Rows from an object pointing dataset
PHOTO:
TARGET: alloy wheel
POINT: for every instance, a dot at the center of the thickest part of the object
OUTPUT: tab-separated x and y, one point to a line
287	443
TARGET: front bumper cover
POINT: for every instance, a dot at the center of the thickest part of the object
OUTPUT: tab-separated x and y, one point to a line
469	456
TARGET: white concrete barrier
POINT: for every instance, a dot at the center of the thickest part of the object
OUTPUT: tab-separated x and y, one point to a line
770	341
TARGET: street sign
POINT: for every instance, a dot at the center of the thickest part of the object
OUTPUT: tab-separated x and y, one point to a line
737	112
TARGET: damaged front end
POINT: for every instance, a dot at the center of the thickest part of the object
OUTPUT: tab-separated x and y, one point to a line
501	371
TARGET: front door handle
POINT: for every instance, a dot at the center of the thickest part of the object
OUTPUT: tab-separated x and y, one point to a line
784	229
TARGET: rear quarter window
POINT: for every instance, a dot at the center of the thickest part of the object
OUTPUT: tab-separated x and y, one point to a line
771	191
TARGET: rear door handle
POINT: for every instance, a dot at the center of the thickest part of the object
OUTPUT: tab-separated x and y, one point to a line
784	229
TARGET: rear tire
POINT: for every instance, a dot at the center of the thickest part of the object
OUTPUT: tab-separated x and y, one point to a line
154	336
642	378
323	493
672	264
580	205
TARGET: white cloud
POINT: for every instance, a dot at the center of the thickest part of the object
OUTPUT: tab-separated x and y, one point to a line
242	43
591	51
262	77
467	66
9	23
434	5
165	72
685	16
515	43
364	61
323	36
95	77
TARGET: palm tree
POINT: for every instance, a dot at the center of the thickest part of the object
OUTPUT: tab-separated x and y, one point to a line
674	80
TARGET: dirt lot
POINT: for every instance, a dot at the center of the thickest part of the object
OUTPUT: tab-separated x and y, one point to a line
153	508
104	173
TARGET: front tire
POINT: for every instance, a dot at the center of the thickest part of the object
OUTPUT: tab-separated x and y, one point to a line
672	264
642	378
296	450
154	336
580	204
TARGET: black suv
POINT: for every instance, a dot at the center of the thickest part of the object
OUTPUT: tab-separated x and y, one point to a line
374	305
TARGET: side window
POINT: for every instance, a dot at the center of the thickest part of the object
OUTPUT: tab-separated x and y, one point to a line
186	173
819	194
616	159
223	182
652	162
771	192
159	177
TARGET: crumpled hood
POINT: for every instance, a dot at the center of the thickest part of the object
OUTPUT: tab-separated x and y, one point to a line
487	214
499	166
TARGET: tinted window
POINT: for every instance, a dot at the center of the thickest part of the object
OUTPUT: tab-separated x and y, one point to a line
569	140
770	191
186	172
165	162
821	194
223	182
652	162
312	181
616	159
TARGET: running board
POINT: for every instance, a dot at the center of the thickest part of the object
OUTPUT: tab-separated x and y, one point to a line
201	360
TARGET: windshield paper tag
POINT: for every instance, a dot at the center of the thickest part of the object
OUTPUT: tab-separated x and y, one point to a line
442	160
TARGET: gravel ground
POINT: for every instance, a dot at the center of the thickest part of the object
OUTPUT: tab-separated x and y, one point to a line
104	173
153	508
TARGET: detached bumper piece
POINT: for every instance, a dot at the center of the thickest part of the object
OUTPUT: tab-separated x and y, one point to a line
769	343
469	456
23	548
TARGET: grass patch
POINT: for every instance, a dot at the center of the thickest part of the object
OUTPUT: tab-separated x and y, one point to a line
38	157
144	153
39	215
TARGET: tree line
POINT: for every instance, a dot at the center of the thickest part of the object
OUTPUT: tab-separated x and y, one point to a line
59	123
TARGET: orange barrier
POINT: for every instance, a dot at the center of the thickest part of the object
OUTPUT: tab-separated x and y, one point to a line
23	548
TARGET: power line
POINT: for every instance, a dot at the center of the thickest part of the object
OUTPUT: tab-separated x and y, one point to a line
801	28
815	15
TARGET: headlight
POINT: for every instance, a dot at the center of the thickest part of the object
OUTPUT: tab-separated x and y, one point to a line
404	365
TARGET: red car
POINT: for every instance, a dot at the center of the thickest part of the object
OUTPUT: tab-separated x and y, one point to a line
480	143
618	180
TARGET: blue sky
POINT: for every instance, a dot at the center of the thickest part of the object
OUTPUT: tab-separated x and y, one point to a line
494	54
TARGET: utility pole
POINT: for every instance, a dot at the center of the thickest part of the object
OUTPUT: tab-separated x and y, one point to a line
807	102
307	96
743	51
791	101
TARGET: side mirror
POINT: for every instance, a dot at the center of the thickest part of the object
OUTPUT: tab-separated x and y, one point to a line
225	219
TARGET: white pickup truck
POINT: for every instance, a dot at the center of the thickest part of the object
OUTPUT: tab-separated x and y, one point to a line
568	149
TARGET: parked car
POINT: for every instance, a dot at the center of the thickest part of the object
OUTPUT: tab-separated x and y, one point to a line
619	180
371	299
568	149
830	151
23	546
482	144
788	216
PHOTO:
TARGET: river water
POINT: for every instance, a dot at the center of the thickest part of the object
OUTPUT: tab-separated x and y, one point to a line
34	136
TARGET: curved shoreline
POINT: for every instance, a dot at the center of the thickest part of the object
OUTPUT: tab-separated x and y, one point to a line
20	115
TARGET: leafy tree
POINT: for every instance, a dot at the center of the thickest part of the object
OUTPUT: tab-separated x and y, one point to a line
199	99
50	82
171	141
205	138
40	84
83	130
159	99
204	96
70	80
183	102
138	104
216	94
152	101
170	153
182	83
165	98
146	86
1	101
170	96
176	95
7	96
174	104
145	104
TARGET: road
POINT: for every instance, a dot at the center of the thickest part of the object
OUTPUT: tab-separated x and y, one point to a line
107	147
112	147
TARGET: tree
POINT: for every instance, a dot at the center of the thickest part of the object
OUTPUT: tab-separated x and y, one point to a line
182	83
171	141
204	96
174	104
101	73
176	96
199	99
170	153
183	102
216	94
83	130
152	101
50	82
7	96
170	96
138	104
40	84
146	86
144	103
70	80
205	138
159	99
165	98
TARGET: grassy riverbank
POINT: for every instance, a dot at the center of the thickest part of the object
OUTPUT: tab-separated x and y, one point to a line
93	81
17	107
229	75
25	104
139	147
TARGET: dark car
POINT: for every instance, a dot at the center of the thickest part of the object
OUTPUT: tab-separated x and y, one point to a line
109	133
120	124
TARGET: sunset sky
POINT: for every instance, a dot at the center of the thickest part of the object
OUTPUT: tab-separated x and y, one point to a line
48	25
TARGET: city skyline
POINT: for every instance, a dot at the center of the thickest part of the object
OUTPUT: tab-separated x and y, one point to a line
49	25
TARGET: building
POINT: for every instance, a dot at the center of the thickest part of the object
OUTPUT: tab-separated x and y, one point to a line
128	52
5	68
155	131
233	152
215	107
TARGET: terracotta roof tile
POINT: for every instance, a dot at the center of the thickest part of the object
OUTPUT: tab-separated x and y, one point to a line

**GOAL OF THE EXERCISE**
Please copy the material above verbatim, all of it from start to finish.

**CORRECT OUTPUT**
PHOTO:
TARGET: alloy wheel
POINT: for every instance, a dot at the center of the thickest part of the object
OUTPUT: tab-separated x and y, one point to a line
287	443
TARGET: front bumper cover
POINT: for every instance, a dot at the center of the thickest part of the object
OUTPUT: tab-separated x and y, one point to a line
469	456
TARGET: white concrete barrier
POINT: for every instance, a dot at the center of the thickest part of the object
OUTPUT: tab-separated x and y, one point to a line
770	341
TARGET: street sign
POINT: for every instance, a dot at the center of the thickest part of the object
OUTPUT: tab-separated x and y, one point to a line
737	112
TARGET: damaged front end
POINT: for every instance, a dot at the center of the thickest part of the object
OUTPUT: tab-separated x and y, one point to a line
501	371
TARGET: front door handle
POINT: for every instance, a dot at the center of the thickest part of the object
OUTPUT: tab-separated x and y, one point to a line
784	229
TARGET: rear quarter window
POINT: for every instance, a dot at the center of the thickest part of the object
OUTPUT: tab-separated x and y, one point to a line
771	191
TARGET: rear door handle
POINT: for every instance, a dot at the center of the thickest part of the object
OUTPUT: tab-separated x and y, one point to a line
784	229
TARGET: rear tire
POINT: for every instance, a dot at the center of the thickest part of the object
OUTPUT: tab-separated x and y, one point to a line
154	336
642	378
323	493
672	264
580	205
TARGET: white cloud
POINT: for every instance, a dot at the center of the thickest part of the object
OUTPUT: tab-separated x and y, one point to a line
242	43
591	51
262	77
467	66
9	23
434	5
165	72
685	16
515	43
364	61
323	36
95	77
TARGET: palm tree
POINT: for every instance, a dot at the center of the thickest part of the object
OUTPUT: tab-separated x and y, one point to a line
674	80
TARGET: dirt lot
POINT: for every instance, a dot at the center of the thickest part of the object
OUTPUT: tab-separated x and y, one point to a line
153	508
104	173
TARGET: front tire
POINT: for every instance, a dot at the center of the thickest part of the object
OUTPUT: tab-separated x and y, one point to a line
672	264
642	378
296	450
154	336
580	204
TARGET: black suv
POINT: for every instance, a dot at the center of the thickest part of the object
OUTPUT: tab-separated x and y, one point to a line
374	305
TARGET: side window
POINT: for every instance, a dot at the center of the thickest part of the object
OUTPUT: tab-separated x and y, one point to a line
186	173
819	194
616	159
223	182
652	162
771	192
159	177
TARGET: crumpled hood
POINT: for every instance, a dot at the center of the thickest part of the object
OUTPUT: tab-separated x and y, one point to a line
487	214
499	166
TARGET: tinted window
POINT: for every instance, a dot at the center of the thickest part of the object
OUTPUT: tab-separated x and y, one point to a line
569	140
770	191
186	172
165	162
821	194
223	182
652	162
312	181
616	159
TARGET: running board
POINT: for every instance, a dot at the center of the thickest part of the object
OUTPUT: tab-separated x and y, one point to a line
201	360
TARGET: windshield paper tag
POINT: for every instance, a dot at the center of the thickest part of the object
OUTPUT: tab-separated x and y, one point to a line
442	160
TARGET: gravel ground
POINT: for every instance, a dot at the center of the thickest part of the object
OUTPUT: tab-separated x and y, one point to a line
104	173
153	508
TARGET: detached bumper piece
POINT: for every instance, a dot at the center of the thickest part of the object
OUTPUT: tab-separated x and y, one point to a line
769	343
469	456
23	548
TARGET: grass patch
POINT: for every instance, a dot at the center of the thickest part of the object
OUTPUT: tab-separated x and y, one point to a line
38	157
144	153
39	215
TARGET: tree line
POINT: for every instance, a dot at the center of the thickest part of the object
OUTPUT: tab-separated x and y, one point to a line
59	123
TARGET: orange barrier
POINT: for every instance, a dot at the center of the thickest part of the object
OUTPUT: tab-separated x and y, one point to a line
23	548
TARGET: power line
POINT: for every instance, a dot at the center of the thickest part of the object
OUTPUT: tab-separated x and y, one point to a line
801	28
815	15
TARGET: headlight
POINT: for every instance, a dot at the center of the thickest part of the object
OUTPUT: tab-separated x and y, one point to a line
404	365
TARGET: red car
POINT: for every instance, a dot at the center of the thickest part of the object
OUTPUT: tab-separated x and y, one point to a line
480	143
618	180
TARGET: blue sky
POINT: for every instance, a dot at the center of the thickest part of the object
OUTPUT: tab-separated x and y, one point to a line
494	54
TARGET: utility pole
POINT: for every instance, a dot at the center of the thickest part of the object
OUTPUT: tab-separated x and y, one point to a line
807	102
307	96
743	51
791	101
TARGET: side mirror
POINT: for every instance, a dot at the center of the thickest part of the object
OUTPUT: tab-separated x and y, one point to a line
225	219
TARGET: white pickup truck
POINT: for every instance, a dot at the center of the thickest part of the object
OUTPUT: tab-separated x and y, one point to a line
568	149
TARGET: parked car
POINT: for every instance, a dot at the center of the thickest part of the object
OUTPUT: tab-separated x and y, one point to a line
619	180
371	299
568	149
830	151
23	546
482	144
788	216
PHOTO:
TARGET: river water
POINT: for every instance, a dot at the center of the thickest part of the object
OUTPUT: tab-separated x and y, one point to a line
34	136
TARGET: curved shoreline
POINT: for every instance, a dot at the center of the thickest part of the object
OUTPUT: tab-separated x and y, one point to a line
20	115
TARGET: leafy tree
POINT: for every instance, a dot at the center of the thickest part of the object
OUTPUT: tab-separated x and y, one point to a line
199	99
50	82
171	141
205	138
40	84
83	130
159	99
204	96
70	80
183	102
138	104
216	94
152	101
170	153
182	83
165	98
146	86
1	101
170	96
176	95
7	96
174	104
145	104
TARGET: road
POINT: for every instance, a dot at the center of the thickest part of the object
OUTPUT: tab-separated x and y, one point to a line
107	147
112	147
TARGET: tree
POINT: for every instance, a dot at the center of the thickest part of the object
OUTPUT: tab-separated x and y, one point to a line
182	83
171	141
204	96
174	104
101	73
176	96
199	99
170	153
183	102
216	94
83	130
152	101
50	82
7	96
170	96
138	104
40	84
146	86
144	103
70	80
205	138
159	99
165	98
TARGET: grassy riverbank
POINT: for every instance, a dot at the center of the thickest part of the object
OUTPUT: tab-separated x and y, one point to a line
93	81
17	107
229	75
25	104
139	147
TARGET: dark car
POINT: for every instance, a dot at the center of the thickest part of the object
OUTPUT: tab-separated x and y, one point to a line
109	133
120	124
TARGET: sunset sky
POINT: for every instance, a dot at the center of the thickest part of the object
OUTPUT: tab-separated x and y, one point to a line
48	25
TARGET: city skyline
POINT: for every instance, a dot at the center of the thickest part of the object
OUTPUT: tab-separated x and y, one point to a line
49	25
TARGET: building
POINT: for every instance, a dot at the center of the thickest part of the object
OUTPUT: tab-separated x and y, one point to a line
128	52
5	68
155	131
233	152
215	107
TARGET: terracotta roof tile
POINT: for every instance, a dot at the center of the thickest part of the object
OUTPUT: tab-separated x and y, one point to a line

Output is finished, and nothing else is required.